- _REQUIRED TASK_:
Express the rows below as a two-column CSV with the headers "request" and "points", one line per request, putting its text and its answer each in a single quoted field with line breaks replaced by spaces. Leave the pictures out and cover every row.

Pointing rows
start
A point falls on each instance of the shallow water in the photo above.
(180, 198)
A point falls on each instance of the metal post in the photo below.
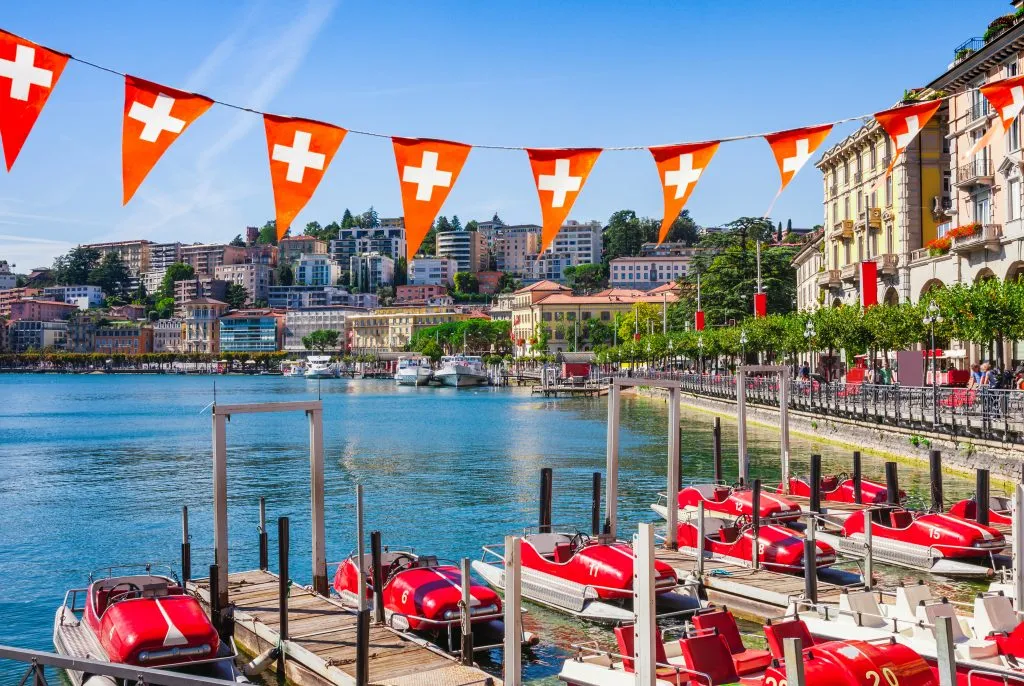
(378, 572)
(744, 475)
(868, 571)
(981, 496)
(935, 474)
(892, 484)
(185, 547)
(512, 674)
(220, 503)
(945, 653)
(467, 604)
(756, 524)
(717, 448)
(793, 653)
(264, 561)
(671, 538)
(644, 631)
(858, 494)
(611, 466)
(316, 500)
end
- _FULL SOLUTION_:
request,points
"A point falls on each instance of the shallow water in the photo above.","(180, 198)"
"A point falls on each instance of the metal post in the photo below.","(378, 572) (744, 475) (868, 571) (981, 496) (935, 474) (892, 484) (185, 547) (512, 674) (220, 503) (945, 653) (467, 604) (756, 524) (717, 448) (793, 653) (264, 561) (671, 538) (644, 631) (858, 494) (611, 466) (316, 500)"